TEXT TO READ:

It's not going to be possible to accomplish what you're trying to accomplish using only Javascript. Think about it: if Javascript, a plaintext, client-side language, is doing the validation, there is nothing to stop the player from doing the same thing the Javascript would do and grabbing the right answers.

To minimize abuse, you could obfuscate the Javascript and provide the answers to the client in hash form (md5/sha1/etc), hash the answer the user submits, then verify against the hash. That way the answers are not visible in plaintext, but if your game has limited multiple-choice answers, it would be trivial for a cheater to just hash all of them and compare against the batch of answers.

Exactly how long of a delay are we talking here? Ajax IS fairly quick... I've seen some applications with response times in the 100-200ms range. That should be low enough as to not disrupt the user experience. If you have response times slower than that, then your best bet might be to look into how you can optimize the server-side portion of your application to calculate responses faster.

Mike
I agree that pure Javascript cannot eliminate abuse altogether.The response times (back and forth) is definitely subsecond and usually below 500ms. I use a filler between the questions (a simple sound sample that creates an expectation) but more than rarely, the response time exceeds 500ms and even the filler cannot fill in. Then the uneven delays between questions feel awkward.

DATASET CONTENT:
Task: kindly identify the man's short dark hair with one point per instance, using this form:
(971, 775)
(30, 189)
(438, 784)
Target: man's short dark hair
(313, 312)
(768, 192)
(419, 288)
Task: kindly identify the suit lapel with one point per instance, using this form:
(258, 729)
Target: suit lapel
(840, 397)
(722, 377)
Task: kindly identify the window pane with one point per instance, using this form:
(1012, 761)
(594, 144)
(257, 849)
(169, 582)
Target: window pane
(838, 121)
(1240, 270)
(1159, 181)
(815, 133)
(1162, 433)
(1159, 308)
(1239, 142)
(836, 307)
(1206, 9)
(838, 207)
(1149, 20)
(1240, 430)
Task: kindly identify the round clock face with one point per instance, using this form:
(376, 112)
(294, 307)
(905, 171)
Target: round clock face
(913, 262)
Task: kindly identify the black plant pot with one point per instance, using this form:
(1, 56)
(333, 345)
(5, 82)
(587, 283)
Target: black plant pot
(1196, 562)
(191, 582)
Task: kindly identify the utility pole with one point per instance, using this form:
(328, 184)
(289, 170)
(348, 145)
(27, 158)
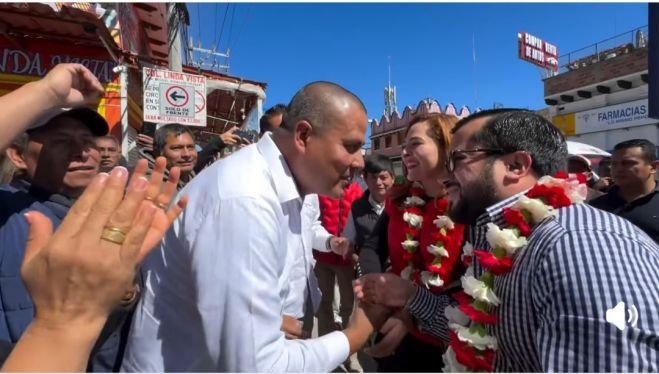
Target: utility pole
(174, 37)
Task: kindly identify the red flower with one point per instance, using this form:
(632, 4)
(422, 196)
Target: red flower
(414, 210)
(476, 315)
(470, 357)
(409, 230)
(418, 192)
(490, 262)
(582, 178)
(554, 195)
(462, 298)
(407, 256)
(514, 217)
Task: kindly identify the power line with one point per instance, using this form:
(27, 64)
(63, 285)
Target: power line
(215, 22)
(226, 11)
(198, 23)
(249, 9)
(233, 16)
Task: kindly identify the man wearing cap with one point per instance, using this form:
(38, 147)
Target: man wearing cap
(56, 159)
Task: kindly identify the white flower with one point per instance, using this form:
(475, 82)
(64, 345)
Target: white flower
(431, 279)
(414, 201)
(479, 290)
(406, 273)
(437, 251)
(444, 222)
(410, 244)
(467, 250)
(538, 210)
(412, 219)
(474, 339)
(577, 192)
(455, 315)
(451, 364)
(505, 239)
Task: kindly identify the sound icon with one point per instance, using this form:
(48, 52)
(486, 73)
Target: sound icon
(616, 316)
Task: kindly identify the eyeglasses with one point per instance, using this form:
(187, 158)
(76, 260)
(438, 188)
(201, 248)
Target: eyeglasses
(450, 163)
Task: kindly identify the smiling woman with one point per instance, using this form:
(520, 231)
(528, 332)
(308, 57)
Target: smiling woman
(421, 242)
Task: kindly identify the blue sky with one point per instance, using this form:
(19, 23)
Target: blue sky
(430, 46)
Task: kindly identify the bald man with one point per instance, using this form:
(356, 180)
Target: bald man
(220, 282)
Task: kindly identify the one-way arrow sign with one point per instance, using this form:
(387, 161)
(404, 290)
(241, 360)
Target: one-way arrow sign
(175, 96)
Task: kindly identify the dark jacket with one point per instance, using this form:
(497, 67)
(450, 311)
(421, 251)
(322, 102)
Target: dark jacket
(16, 305)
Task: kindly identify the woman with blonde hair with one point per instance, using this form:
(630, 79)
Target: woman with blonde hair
(421, 243)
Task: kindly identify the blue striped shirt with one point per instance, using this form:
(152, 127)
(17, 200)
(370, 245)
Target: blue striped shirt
(575, 267)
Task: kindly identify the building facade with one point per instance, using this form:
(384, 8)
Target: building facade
(388, 135)
(600, 95)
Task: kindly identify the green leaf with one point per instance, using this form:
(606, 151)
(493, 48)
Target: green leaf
(488, 279)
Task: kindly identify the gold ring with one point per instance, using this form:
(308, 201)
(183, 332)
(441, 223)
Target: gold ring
(114, 235)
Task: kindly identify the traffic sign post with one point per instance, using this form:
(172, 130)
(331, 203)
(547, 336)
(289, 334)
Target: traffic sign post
(174, 97)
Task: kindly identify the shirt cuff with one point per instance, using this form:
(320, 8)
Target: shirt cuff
(337, 349)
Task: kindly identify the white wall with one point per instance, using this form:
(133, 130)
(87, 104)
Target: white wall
(600, 101)
(606, 140)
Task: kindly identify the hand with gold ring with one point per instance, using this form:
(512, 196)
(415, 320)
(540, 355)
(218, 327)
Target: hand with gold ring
(77, 275)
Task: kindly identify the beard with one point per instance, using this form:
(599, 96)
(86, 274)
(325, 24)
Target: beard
(475, 198)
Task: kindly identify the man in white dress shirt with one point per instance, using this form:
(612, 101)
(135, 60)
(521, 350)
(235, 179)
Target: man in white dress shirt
(217, 287)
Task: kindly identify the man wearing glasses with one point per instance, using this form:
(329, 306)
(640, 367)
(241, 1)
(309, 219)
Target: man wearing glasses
(576, 265)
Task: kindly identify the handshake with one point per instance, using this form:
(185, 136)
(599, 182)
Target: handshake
(341, 246)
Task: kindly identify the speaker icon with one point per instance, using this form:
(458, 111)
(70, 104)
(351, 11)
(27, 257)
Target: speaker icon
(616, 316)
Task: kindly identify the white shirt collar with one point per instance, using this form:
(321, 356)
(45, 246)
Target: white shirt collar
(284, 184)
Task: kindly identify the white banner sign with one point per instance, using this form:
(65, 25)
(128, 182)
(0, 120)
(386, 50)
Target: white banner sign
(633, 113)
(174, 97)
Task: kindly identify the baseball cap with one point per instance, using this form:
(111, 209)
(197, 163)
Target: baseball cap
(94, 121)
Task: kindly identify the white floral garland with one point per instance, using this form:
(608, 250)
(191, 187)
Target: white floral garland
(512, 243)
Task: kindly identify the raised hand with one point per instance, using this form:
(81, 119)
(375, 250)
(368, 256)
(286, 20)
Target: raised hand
(161, 196)
(385, 289)
(72, 85)
(341, 246)
(77, 275)
(230, 137)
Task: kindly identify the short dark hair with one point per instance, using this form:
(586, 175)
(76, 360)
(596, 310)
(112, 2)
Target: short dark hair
(648, 149)
(160, 137)
(522, 130)
(309, 103)
(375, 164)
(109, 137)
(264, 122)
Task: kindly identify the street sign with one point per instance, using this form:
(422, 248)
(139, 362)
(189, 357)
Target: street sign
(174, 97)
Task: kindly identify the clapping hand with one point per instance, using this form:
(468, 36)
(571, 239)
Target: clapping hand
(341, 246)
(72, 85)
(385, 289)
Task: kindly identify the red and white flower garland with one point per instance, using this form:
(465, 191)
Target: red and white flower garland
(471, 347)
(427, 273)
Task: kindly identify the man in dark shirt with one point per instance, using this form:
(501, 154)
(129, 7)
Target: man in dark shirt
(635, 195)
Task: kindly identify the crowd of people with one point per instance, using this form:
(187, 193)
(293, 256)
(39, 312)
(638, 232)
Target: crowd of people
(499, 252)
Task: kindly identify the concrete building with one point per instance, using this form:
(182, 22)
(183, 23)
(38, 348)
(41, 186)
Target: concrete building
(600, 95)
(388, 135)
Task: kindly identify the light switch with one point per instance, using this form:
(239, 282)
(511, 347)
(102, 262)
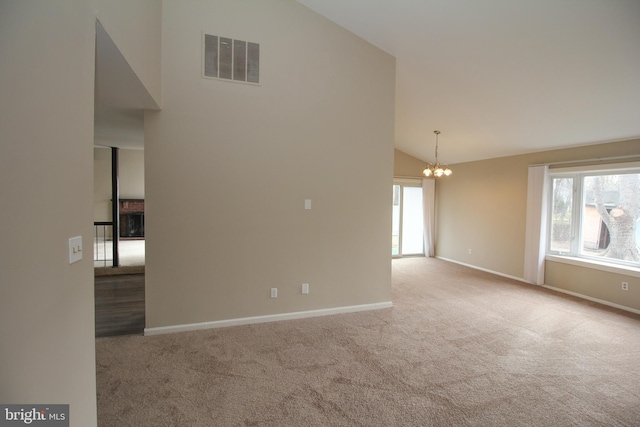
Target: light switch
(75, 249)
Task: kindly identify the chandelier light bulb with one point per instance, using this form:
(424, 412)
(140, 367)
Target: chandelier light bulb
(435, 169)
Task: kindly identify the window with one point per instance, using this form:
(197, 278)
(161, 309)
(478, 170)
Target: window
(230, 59)
(595, 214)
(407, 234)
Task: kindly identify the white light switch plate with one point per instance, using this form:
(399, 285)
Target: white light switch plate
(75, 249)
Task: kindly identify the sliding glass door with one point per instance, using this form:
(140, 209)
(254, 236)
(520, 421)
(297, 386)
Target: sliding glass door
(407, 234)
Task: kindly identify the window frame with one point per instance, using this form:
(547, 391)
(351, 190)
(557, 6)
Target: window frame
(575, 254)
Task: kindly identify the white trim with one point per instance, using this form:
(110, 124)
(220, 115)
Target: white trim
(551, 288)
(536, 224)
(599, 301)
(497, 273)
(264, 319)
(596, 265)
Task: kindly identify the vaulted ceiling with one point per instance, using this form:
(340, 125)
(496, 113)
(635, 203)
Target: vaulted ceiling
(504, 77)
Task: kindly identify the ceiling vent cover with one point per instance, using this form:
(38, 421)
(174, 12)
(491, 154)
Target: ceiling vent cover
(230, 59)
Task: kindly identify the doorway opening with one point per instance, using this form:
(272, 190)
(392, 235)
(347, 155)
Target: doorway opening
(407, 233)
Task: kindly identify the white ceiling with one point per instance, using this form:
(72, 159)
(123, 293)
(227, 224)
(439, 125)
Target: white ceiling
(120, 98)
(504, 77)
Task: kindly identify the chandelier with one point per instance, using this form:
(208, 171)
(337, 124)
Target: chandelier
(437, 169)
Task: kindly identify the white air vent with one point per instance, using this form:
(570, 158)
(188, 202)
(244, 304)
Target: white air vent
(229, 59)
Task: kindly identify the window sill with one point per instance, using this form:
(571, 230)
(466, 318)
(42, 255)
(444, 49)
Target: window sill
(596, 265)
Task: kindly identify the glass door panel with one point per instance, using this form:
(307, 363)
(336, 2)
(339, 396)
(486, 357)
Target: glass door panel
(412, 221)
(395, 224)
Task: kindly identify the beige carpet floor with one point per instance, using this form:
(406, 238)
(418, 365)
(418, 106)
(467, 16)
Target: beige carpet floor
(459, 348)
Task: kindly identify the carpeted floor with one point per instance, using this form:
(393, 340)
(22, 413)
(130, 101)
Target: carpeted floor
(471, 349)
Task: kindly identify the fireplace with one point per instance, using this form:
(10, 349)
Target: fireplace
(132, 218)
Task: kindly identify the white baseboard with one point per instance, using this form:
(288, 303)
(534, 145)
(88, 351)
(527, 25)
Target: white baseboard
(264, 319)
(551, 288)
(497, 273)
(599, 301)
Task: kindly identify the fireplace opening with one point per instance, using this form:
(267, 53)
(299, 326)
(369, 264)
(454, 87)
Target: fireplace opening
(132, 218)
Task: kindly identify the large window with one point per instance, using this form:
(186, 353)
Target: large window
(595, 214)
(407, 234)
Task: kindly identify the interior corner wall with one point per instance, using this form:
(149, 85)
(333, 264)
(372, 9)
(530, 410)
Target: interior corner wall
(406, 165)
(47, 355)
(482, 207)
(136, 28)
(229, 167)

WRITTEN EXERCISE:
In the text about checking game answers with Javascript, what range of response times has the writer seen in some Ajax applications? Answer from the text only, not the records.

RESULT OF THE EXERCISE:
The 100-200ms range.